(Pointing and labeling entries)
====
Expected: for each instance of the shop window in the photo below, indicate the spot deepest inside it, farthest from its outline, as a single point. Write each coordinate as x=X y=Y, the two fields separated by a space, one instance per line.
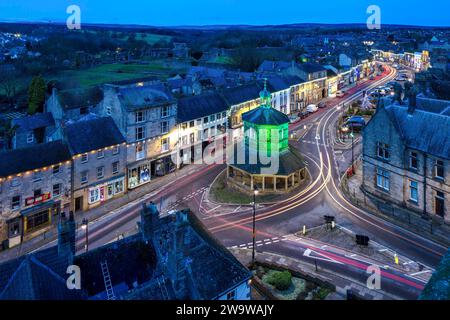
x=165 y=127
x=116 y=167
x=383 y=179
x=30 y=137
x=15 y=202
x=100 y=172
x=37 y=220
x=413 y=161
x=439 y=169
x=37 y=176
x=140 y=116
x=140 y=153
x=84 y=177
x=56 y=169
x=84 y=158
x=165 y=111
x=56 y=189
x=165 y=144
x=414 y=191
x=140 y=133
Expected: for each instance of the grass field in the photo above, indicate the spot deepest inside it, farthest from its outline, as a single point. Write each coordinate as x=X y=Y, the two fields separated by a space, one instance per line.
x=112 y=72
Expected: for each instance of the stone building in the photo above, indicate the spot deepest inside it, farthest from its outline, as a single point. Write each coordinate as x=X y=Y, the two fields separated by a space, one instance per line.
x=146 y=117
x=406 y=160
x=34 y=187
x=264 y=159
x=98 y=150
x=170 y=258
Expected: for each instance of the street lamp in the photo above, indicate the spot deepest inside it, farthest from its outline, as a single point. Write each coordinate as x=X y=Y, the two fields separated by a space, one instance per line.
x=255 y=193
x=84 y=226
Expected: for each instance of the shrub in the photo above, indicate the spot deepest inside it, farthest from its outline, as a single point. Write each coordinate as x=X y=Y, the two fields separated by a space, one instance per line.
x=280 y=280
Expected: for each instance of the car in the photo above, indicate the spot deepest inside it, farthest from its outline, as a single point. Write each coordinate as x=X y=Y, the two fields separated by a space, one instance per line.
x=312 y=108
x=340 y=94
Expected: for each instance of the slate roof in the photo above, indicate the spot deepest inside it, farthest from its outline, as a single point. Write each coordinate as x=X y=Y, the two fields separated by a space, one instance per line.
x=438 y=287
x=289 y=162
x=39 y=120
x=34 y=157
x=195 y=107
x=424 y=131
x=92 y=134
x=76 y=98
x=241 y=94
x=136 y=98
x=265 y=116
x=310 y=67
x=278 y=83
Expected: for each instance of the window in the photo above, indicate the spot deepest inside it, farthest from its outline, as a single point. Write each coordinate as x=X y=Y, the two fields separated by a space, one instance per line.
x=439 y=169
x=37 y=176
x=164 y=144
x=439 y=202
x=414 y=191
x=140 y=133
x=164 y=127
x=56 y=169
x=100 y=172
x=165 y=112
x=383 y=151
x=140 y=116
x=231 y=295
x=413 y=161
x=56 y=189
x=30 y=137
x=383 y=179
x=15 y=203
x=84 y=177
x=140 y=154
x=116 y=167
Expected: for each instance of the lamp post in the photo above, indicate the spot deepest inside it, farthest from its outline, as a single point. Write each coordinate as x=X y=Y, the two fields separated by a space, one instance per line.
x=255 y=192
x=84 y=226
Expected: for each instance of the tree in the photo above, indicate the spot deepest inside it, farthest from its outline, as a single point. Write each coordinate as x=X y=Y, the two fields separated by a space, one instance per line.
x=36 y=95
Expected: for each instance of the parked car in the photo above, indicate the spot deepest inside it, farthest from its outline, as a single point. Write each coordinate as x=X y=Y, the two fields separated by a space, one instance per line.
x=312 y=108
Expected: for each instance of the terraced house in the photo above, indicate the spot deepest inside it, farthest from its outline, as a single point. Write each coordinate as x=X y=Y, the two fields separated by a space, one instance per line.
x=34 y=188
x=146 y=116
x=406 y=160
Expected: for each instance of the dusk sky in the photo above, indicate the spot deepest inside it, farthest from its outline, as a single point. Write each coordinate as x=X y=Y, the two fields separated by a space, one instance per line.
x=207 y=12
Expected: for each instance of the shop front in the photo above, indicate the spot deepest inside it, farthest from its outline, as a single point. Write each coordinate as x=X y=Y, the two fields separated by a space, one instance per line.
x=106 y=191
x=139 y=174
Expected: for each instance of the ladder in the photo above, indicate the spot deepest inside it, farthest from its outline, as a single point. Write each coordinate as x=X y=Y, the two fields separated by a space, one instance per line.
x=107 y=279
x=162 y=287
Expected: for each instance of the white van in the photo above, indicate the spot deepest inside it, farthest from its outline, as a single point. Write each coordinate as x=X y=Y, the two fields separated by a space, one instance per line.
x=312 y=108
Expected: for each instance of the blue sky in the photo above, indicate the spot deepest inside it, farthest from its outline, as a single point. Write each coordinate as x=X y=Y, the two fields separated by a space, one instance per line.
x=206 y=12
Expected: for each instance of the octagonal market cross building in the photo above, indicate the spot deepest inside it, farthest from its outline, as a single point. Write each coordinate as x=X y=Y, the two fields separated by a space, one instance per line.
x=265 y=160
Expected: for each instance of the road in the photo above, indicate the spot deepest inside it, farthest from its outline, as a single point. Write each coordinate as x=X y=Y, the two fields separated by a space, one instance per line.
x=232 y=224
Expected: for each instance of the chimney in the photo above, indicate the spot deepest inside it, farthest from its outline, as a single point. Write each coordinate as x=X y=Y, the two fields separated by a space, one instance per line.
x=66 y=235
x=149 y=220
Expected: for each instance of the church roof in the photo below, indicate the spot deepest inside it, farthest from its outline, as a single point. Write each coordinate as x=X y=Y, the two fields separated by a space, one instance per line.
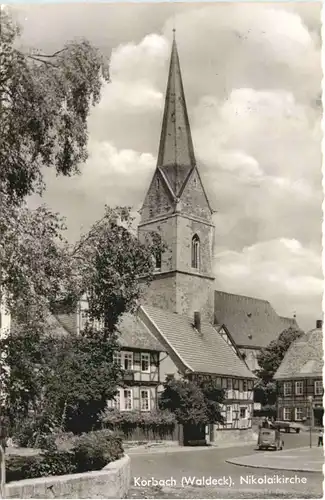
x=252 y=322
x=133 y=334
x=176 y=156
x=304 y=357
x=201 y=352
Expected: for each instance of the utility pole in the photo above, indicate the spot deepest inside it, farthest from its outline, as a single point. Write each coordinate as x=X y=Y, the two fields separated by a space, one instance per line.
x=310 y=400
x=3 y=472
x=3 y=436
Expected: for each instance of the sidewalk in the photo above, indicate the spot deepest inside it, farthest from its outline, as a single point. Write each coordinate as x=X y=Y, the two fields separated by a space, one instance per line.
x=176 y=448
x=297 y=460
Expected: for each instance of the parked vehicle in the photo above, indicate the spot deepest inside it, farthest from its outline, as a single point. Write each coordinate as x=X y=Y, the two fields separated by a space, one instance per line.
x=286 y=426
x=269 y=438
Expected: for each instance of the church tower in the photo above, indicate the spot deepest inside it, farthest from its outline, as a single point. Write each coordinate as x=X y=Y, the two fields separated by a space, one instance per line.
x=176 y=206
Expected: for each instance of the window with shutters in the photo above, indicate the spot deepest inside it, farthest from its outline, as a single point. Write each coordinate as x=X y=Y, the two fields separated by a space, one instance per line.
x=287 y=388
x=299 y=413
x=145 y=400
x=127 y=399
x=145 y=362
x=286 y=413
x=318 y=386
x=195 y=252
x=299 y=385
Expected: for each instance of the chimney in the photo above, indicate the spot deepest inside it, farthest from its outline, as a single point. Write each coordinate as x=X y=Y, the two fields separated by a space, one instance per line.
====
SET PROBLEM: Retype every line of the items above without changing anything, but omit the pictures.

SOLUTION:
Expected: for each instance of the shop window in the photo below, indicate the spot deepest inside it, farthest from its outline, as a single point. Write each coordinate as x=X y=Y, the two fields separated by a space, one instance per line.
x=165 y=127
x=116 y=167
x=383 y=179
x=30 y=137
x=15 y=202
x=100 y=172
x=37 y=220
x=413 y=161
x=439 y=169
x=37 y=176
x=140 y=116
x=140 y=153
x=84 y=177
x=56 y=169
x=84 y=158
x=165 y=111
x=56 y=189
x=165 y=144
x=414 y=191
x=140 y=133
Expected: for each instance of the grass field in the photo above, indicate the spot deepest inside it, farthest from its outline, as a single point. Write each coordinate as x=X y=Y, the two fields separated by a space, one instance per line.
x=112 y=72
Expected: for each instance of the stone building in the photo above, indicate the spot deepest inside it, farthest from its outline, as a single point. Write each coordinate as x=X y=Y, the two fields separated by a space, one instance per line.
x=146 y=117
x=406 y=160
x=34 y=187
x=264 y=159
x=98 y=150
x=170 y=258
Expected: for each instance of the street lamp in the photo above, indicate the spot deepest inside it, farthest from its outline, as a single point. Write each coordinate as x=X y=Y, the two fields separated by a space, one instance per line.
x=255 y=193
x=84 y=226
Expected: for each instance of the shrub in the photo above, indicate the spot deepest inside it, farthest from its outline, as a single point. Write each coordinate as x=X y=Y, the two fields separated by a space, one instance per line.
x=280 y=280
Expected: for each instance of the car in the photo above, indicate the spot deepest inside it, farthest from its outline, as a single point. Write each coordinate as x=X y=Y, the two fields separated by a space, one instance per line.
x=312 y=108
x=340 y=94
Expected: for each instance of the slate roof in the photo above, indicate the spot deepest inside it, farthest from its outline, as a single point. Write each coordinate as x=X y=Y, the two fields separated by a space, one instance per line.
x=438 y=287
x=289 y=162
x=39 y=120
x=34 y=157
x=195 y=107
x=424 y=131
x=92 y=134
x=76 y=98
x=241 y=94
x=136 y=98
x=265 y=116
x=310 y=67
x=278 y=83
Expected: for each instance of the window in the photo above, indicate the spot deepest inside it, farthest from its outline, as a single point. Write each coordinate as x=X y=Y, the two fields separated by a space, one instance per line.
x=439 y=169
x=37 y=176
x=164 y=144
x=439 y=202
x=414 y=191
x=140 y=133
x=164 y=127
x=56 y=169
x=100 y=172
x=165 y=112
x=383 y=151
x=140 y=116
x=231 y=295
x=413 y=161
x=56 y=189
x=30 y=137
x=383 y=179
x=15 y=203
x=84 y=177
x=140 y=154
x=116 y=167
Expected: for each instance of the lamp post in the photo above, indicate the spot deepest inside it, farthest from its outline, as a single point. Write each coordinate as x=X y=Y, the two fields separated by a space, one instance per line.
x=255 y=192
x=84 y=226
Expected: for each instance of the tree in the photo above, indicate the spot deepest inside it, farthest from its outline, as a single point. Write each coordinate as x=X y=Y, the two fields separated by a space, one instance per line.
x=36 y=95
Expected: for each instance of the parked car in the photo above, indicate the spot deepest inside it, farthest from its outline, as a single point. Write each coordinate as x=X y=Y, the two fields separated by a space, one instance per line.
x=312 y=108
Expected: for each instance of the terraced house in the photo above, indicate the spot deepest inside it, farthest from its outline, as a single point. Write each coordinate as x=X y=Y, the two fields separated by a space, one instance per line.
x=34 y=188
x=146 y=116
x=406 y=160
Expected: for each instance of the dusk sky in the photo above, indicate the spot deepest inside it, farthest from its outline, as a single point. Write each coordinate as x=X y=Y, the two fields separated by a space, one instance per line.
x=207 y=12
Expected: for each instance of the shop front in the photo above, indicate the spot deepest inside it, farthest from its outline, as a single point. Write each coordinate as x=X y=Y, the two fields separated by a space, one instance per line.
x=106 y=191
x=139 y=174
Expected: for each instance of the ladder in the photo above, indicate the spot deepest inside it, farthest from its outline, as a single point. Write each coordinate as x=X y=Y, the two fields separated by a space, one instance per line.
x=107 y=279
x=162 y=287
Expected: for each instance of the white van in the photo above, indicate the spot deepest inside it, farthest from its outline, as a single point. Write each coordinate as x=X y=Y, the two fields separated by a space, one instance per line.
x=312 y=108
Expected: for each instance of the blue sky in the photo above, indicate the spot deepest inside it, farthest from its outline, as a single point. Write each coordinate as x=X y=Y, the two fields separated by a space, one instance per line.
x=206 y=12
Expected: for each instance of the octagonal market cross building in the photo above, indicate the spot deepest inside it, farthest from its outline, as a single point. Write each coordinate as x=X y=Y, the two fields separated by a space, one instance per line.
x=265 y=160
Expected: for each instance of the road in the photo above, indicate the spot deepest inside it, farthest from its outline, as a single point. Write each coordinate as x=X y=Y, the two fields separated by a space, one instance per line.
x=232 y=224
Expected: for each instance of the chimney in the photo above, indicate the spot deepest inside it, farthest from its outline, as a single point. Write each coordinate as x=X y=Y, the two fields separated by a space, one instance per line.
x=66 y=235
x=149 y=220
Expected: for each instance of the church roof in the photo below, indicate the spot deepest inside it, farthest from its outline, as a single point. Write each coordinate as x=X y=Y, the two fields separated by a space, one instance per line.
x=252 y=322
x=133 y=334
x=176 y=156
x=304 y=357
x=201 y=352
Expected: for each instance of the utility pole in the photo above, indicate the spot deepest inside it, farthest from its outline, as a single point. Write each coordinate as x=X y=Y, the two fields separated by a space, one instance per line.
x=310 y=400
x=3 y=472
x=3 y=436
Expected: for each instance of the sidewalk in the photo above, indicate the spot deepest inside it, farthest from its outline, as a single point. Write each coordinate as x=X y=Y, the two fields separated by a space, one instance per line.
x=176 y=448
x=297 y=460
Expected: for each instance of the parked vehicle in the photo above, indicate the spot deepest inside it, farthest from its outline, as a single point. Write each coordinate as x=X y=Y, the two fields separated by a space, one instance per line.
x=286 y=426
x=269 y=438
Expected: for each instance of the church tower in the photo above, indicate the spot deepest inside it, farthest from its outline, as a single point. Write each coordinate as x=X y=Y, the two fields separated by a space, one instance per line.
x=176 y=206
Expected: for each instance of the window with shutters in the photo above, indicate the spot deepest inside it, farthest from its outline, as a single point. Write each coordinate as x=X y=Y, the two fields separated by a space, one instance per line.
x=287 y=388
x=299 y=413
x=145 y=400
x=127 y=399
x=145 y=362
x=286 y=413
x=318 y=386
x=195 y=252
x=299 y=385
Expected: for each instance of the chimney in the photo above, indicate the spot deepest inside it, farthest from its outline, as a single point. Write each coordinate as x=X y=Y, the two fields separated by a space, one instance per line.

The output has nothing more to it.